Records from a data source:
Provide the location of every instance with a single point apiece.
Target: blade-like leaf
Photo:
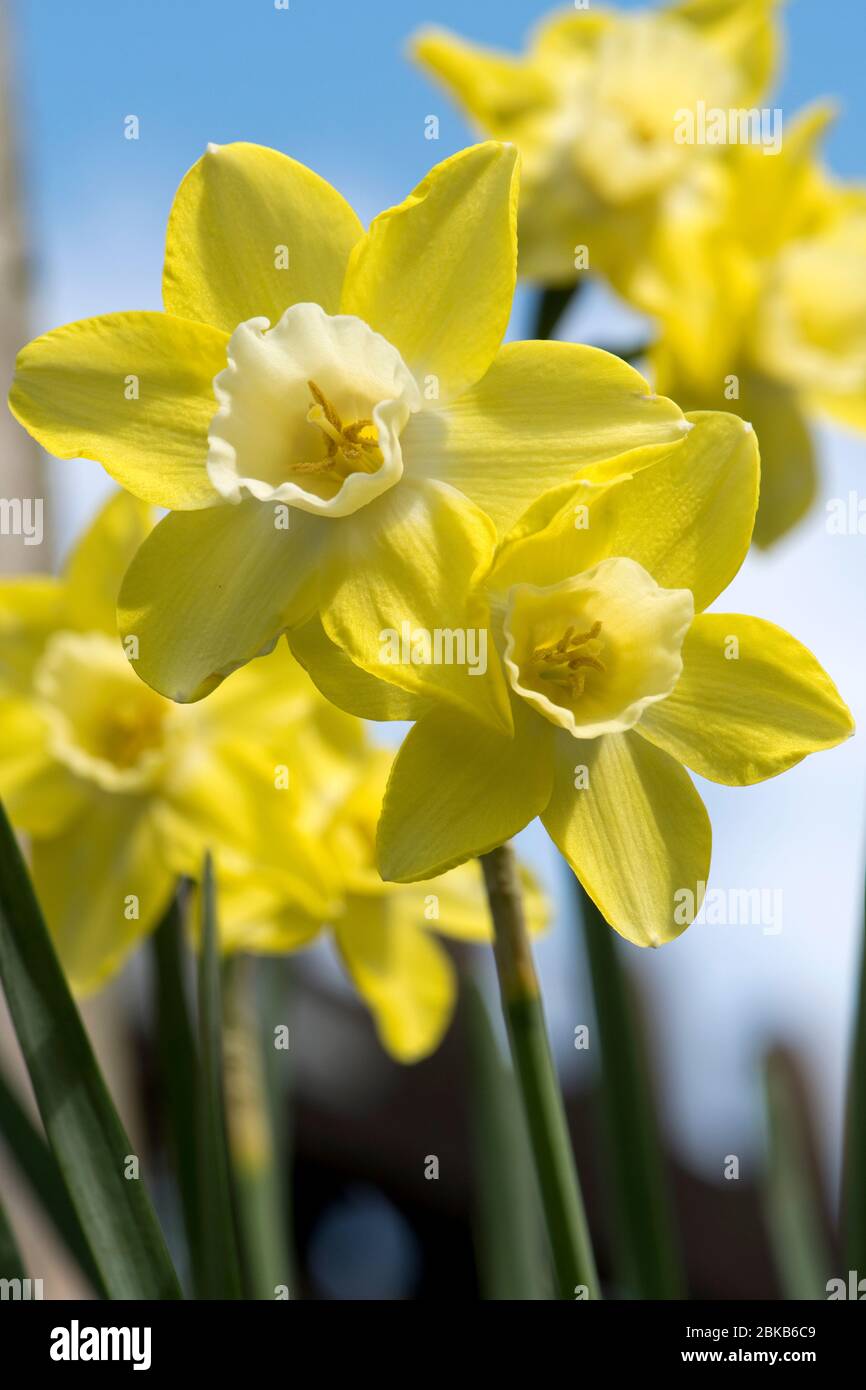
(255, 1165)
(82, 1126)
(221, 1265)
(513, 1258)
(36, 1165)
(11, 1264)
(854, 1175)
(647, 1243)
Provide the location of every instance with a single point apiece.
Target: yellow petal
(402, 973)
(211, 590)
(103, 886)
(100, 559)
(435, 275)
(687, 516)
(345, 684)
(542, 414)
(250, 232)
(458, 790)
(788, 473)
(257, 911)
(494, 88)
(399, 594)
(751, 702)
(634, 831)
(39, 794)
(132, 391)
(31, 608)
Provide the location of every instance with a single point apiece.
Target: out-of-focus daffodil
(120, 790)
(592, 107)
(756, 277)
(619, 680)
(325, 412)
(384, 933)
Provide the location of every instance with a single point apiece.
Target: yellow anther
(348, 451)
(567, 660)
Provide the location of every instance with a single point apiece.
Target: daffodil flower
(384, 933)
(121, 791)
(619, 680)
(594, 106)
(756, 278)
(325, 412)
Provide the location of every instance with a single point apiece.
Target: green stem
(178, 1062)
(262, 1216)
(11, 1264)
(644, 1218)
(512, 1257)
(220, 1260)
(542, 1101)
(854, 1175)
(793, 1198)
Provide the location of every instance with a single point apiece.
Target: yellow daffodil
(594, 106)
(384, 933)
(619, 680)
(756, 277)
(325, 412)
(121, 791)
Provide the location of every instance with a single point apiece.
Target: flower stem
(523, 1012)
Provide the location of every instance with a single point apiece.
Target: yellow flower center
(348, 448)
(106, 724)
(566, 662)
(558, 660)
(310, 413)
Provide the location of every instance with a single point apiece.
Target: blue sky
(328, 82)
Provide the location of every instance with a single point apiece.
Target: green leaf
(256, 1171)
(647, 1239)
(221, 1264)
(11, 1264)
(854, 1176)
(36, 1165)
(513, 1258)
(88, 1140)
(178, 1064)
(794, 1204)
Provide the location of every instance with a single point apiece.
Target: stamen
(348, 451)
(565, 663)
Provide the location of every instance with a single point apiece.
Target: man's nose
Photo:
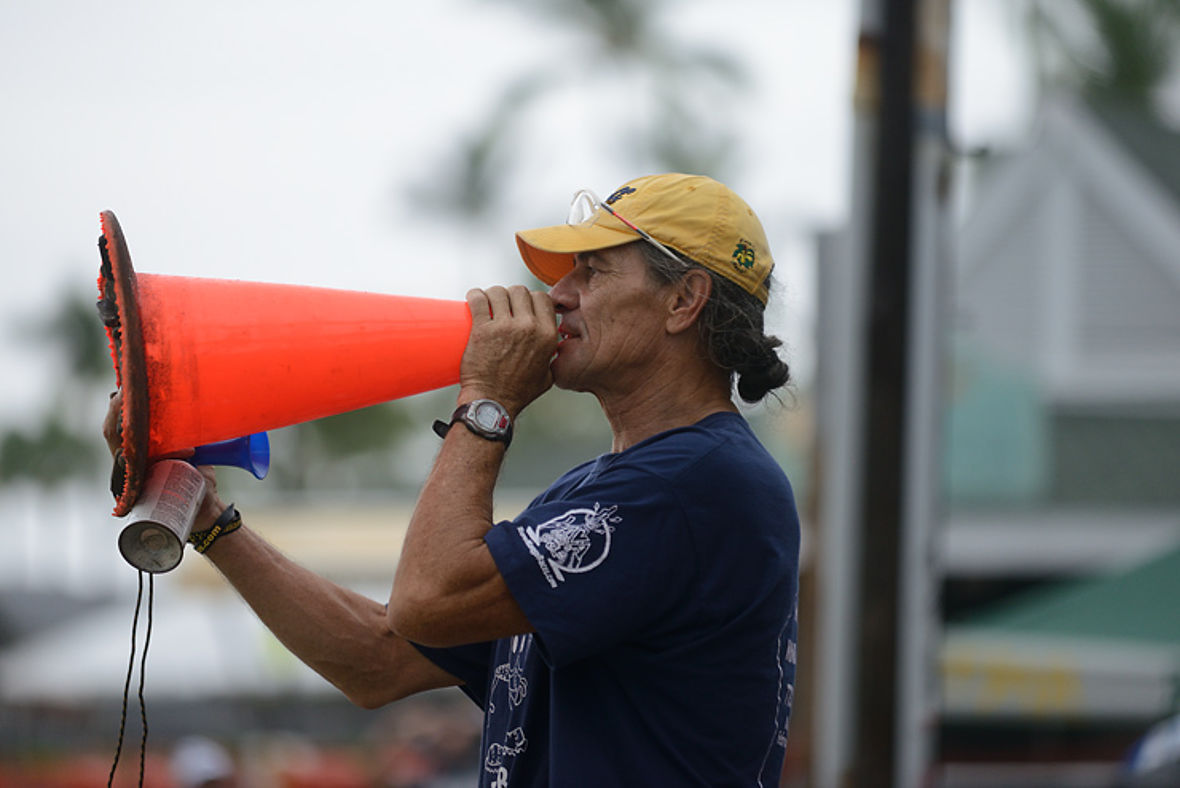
(563, 294)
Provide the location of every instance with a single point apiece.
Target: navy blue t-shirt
(662, 583)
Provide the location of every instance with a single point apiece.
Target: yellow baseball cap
(694, 215)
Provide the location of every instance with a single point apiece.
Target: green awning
(1101, 647)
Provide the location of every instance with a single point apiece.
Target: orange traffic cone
(204, 360)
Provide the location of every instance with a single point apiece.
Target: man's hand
(513, 337)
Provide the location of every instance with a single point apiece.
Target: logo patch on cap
(618, 195)
(743, 255)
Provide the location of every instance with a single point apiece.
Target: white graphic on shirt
(499, 755)
(513, 744)
(786, 650)
(575, 542)
(512, 674)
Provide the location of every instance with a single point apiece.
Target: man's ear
(689, 296)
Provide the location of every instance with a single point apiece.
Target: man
(636, 623)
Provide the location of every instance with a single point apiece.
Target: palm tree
(624, 45)
(1108, 50)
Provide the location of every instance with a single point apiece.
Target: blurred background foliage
(620, 45)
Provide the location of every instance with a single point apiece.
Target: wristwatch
(485, 418)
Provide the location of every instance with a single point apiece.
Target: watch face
(489, 417)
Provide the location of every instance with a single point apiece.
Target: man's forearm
(447, 589)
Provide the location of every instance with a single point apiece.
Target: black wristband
(230, 520)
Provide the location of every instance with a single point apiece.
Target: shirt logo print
(571, 543)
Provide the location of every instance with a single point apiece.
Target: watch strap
(443, 427)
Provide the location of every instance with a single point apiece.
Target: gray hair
(731, 327)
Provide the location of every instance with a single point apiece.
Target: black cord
(126, 683)
(143, 669)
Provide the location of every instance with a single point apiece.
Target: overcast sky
(277, 139)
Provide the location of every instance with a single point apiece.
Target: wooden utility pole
(883, 294)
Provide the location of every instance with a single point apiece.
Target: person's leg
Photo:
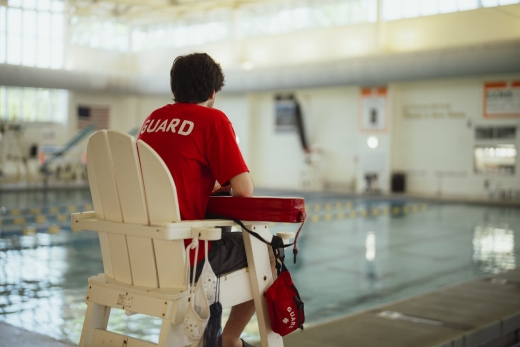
(237, 321)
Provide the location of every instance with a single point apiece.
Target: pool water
(355, 253)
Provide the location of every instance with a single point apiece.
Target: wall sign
(502, 99)
(373, 109)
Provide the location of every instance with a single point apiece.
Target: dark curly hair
(194, 77)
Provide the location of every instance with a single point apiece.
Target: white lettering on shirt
(186, 131)
(159, 125)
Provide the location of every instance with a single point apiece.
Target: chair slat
(142, 261)
(105, 254)
(127, 173)
(94, 189)
(104, 178)
(161, 194)
(170, 257)
(120, 258)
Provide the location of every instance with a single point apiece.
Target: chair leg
(171, 335)
(261, 277)
(96, 318)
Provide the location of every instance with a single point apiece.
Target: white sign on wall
(373, 109)
(502, 99)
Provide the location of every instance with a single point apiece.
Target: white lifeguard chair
(136, 215)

### Aim of the task
Return the entries above in full and unchanged, omitting every image.

### Exercise answer
Provide the location of every instance with a single point apiece.
Target: blade-like leaf
Photo:
(255, 1165)
(82, 1126)
(221, 1265)
(513, 1258)
(36, 1165)
(11, 1264)
(854, 1175)
(647, 1243)
Provide the location of every instance with a single point apiece.
Target: yellow petal
(402, 973)
(211, 590)
(103, 886)
(100, 559)
(435, 275)
(687, 516)
(345, 684)
(542, 414)
(250, 232)
(458, 790)
(788, 473)
(257, 911)
(494, 88)
(399, 594)
(751, 702)
(634, 831)
(39, 794)
(132, 391)
(31, 608)
Provide the location of every instance with a single point apiece.
Target: out-of-focus daffodil
(120, 790)
(592, 107)
(756, 277)
(619, 680)
(325, 412)
(384, 933)
Provide the location of every instance with a single point apiece.
Target: yellow anther
(348, 451)
(567, 660)
Provide the location of every instance with a single point apiece.
Target: daffodil flower
(384, 933)
(121, 791)
(619, 680)
(594, 106)
(756, 278)
(325, 412)
Provide the location of every instance with a single point apiece.
Target: green stem
(178, 1062)
(262, 1216)
(11, 1264)
(644, 1218)
(512, 1257)
(220, 1260)
(542, 1101)
(854, 1175)
(793, 1198)
Provide the location of every instance with a single point apiece.
Target: yellow daffodil
(594, 106)
(384, 933)
(619, 680)
(756, 277)
(325, 412)
(121, 791)
Provide the location of every instance with a single point apiece.
Target: flower stem
(523, 1012)
Provide the location of every instance with a single point apiece.
Target: yellow flower center
(348, 448)
(106, 724)
(566, 662)
(558, 660)
(310, 413)
Provide the location of every instance with a single point apiece.
Target: blue sky
(328, 82)
Provide the location of every instance with a single point apiece.
Target: green leaf
(256, 1171)
(647, 1239)
(221, 1264)
(11, 1264)
(854, 1176)
(36, 1165)
(513, 1258)
(88, 1140)
(178, 1064)
(794, 1204)
Provide the location of every instance with a single point apiece.
Target: stamen
(348, 451)
(565, 663)
Provide the location of every instance with a single point apiece.
Target: man's nose
Photo:
(563, 294)
Provide the location of every instance with a single point apiece.
Target: navy blue t-shirt
(662, 583)
Provide the location of every instance with a single point apiece.
Target: yellow baseball cap
(694, 215)
Provide the location of every instance with a single point apiece.
Target: green awning
(1101, 647)
Provide the location of every instance with a single point apiece.
Target: orange traffic cone
(204, 360)
Provide the location of every instance with a single point apiece.
Target: man's hand
(513, 337)
Provide the location of every instance with a single point apiece.
Target: logo patch on cap
(618, 195)
(743, 255)
Provide the location of every instance with a single point apiece.
Target: white graphic on shirt
(499, 755)
(513, 744)
(786, 650)
(575, 542)
(512, 674)
Provide the location of every instance with a single point apiece.
Target: man's ear
(689, 296)
Provide the location of every instance with a single point apiece.
Target: man
(636, 623)
Provide the location of every instance with a single point apiece.
Target: palm tree
(624, 45)
(1108, 50)
Provide the location of every instance with a single point apiece.
Target: blurred background foliage
(620, 45)
Provide the location of every instance with a single point apiece.
Target: wristwatch
(485, 418)
Provide the location of every instance with a single point apiece.
Target: watch face
(489, 417)
Provide the location of every instance with a single point apiece.
Target: man's forearm
(447, 589)
Provide the location of every instance with a single point apiece.
Target: black wristband
(230, 520)
Provide the location of every instance with a single point apiece.
Target: shirt logo print
(571, 543)
Provide the location of every instance with a single point apiece.
Target: watch strap
(443, 427)
Provide the location of every instance with a single point apiece.
Target: gray hair
(731, 327)
Provide the location of every instance with a single point apiece.
Target: black cord
(126, 683)
(143, 669)
Provide the location of every instance with a single point apiece.
Target: overcast sky
(277, 139)
Provide the location of every instance with a single point apiece.
Target: wooden utility pole
(883, 294)
Provide the location of every instance with a single point apiece.
Target: person's leg
Photo:
(237, 321)
Provide the location of every instance with a single point apiece.
Target: pool water
(355, 253)
Provide the location of every instance with a single point apiece.
Target: wall sign
(502, 99)
(373, 109)
Provide the location of every instance with a single point apiece.
Target: dark curly hair
(194, 77)
Provide the location of every instance with a single point apiece.
Target: white lettering on shirt
(186, 131)
(159, 125)
Provide the location of every instance with a single point apiece.
Target: chair slat
(142, 261)
(105, 254)
(127, 173)
(94, 189)
(104, 178)
(161, 194)
(170, 257)
(120, 258)
Provide the location of every instance with a single point apiece.
Target: chair leg
(171, 335)
(261, 277)
(96, 318)
Provide the location of every instance with a single point apiece.
Target: white sign on wall
(373, 109)
(502, 99)
Provide the location of every instance with a single point apiece.
Target: white lifeguard chair
(136, 215)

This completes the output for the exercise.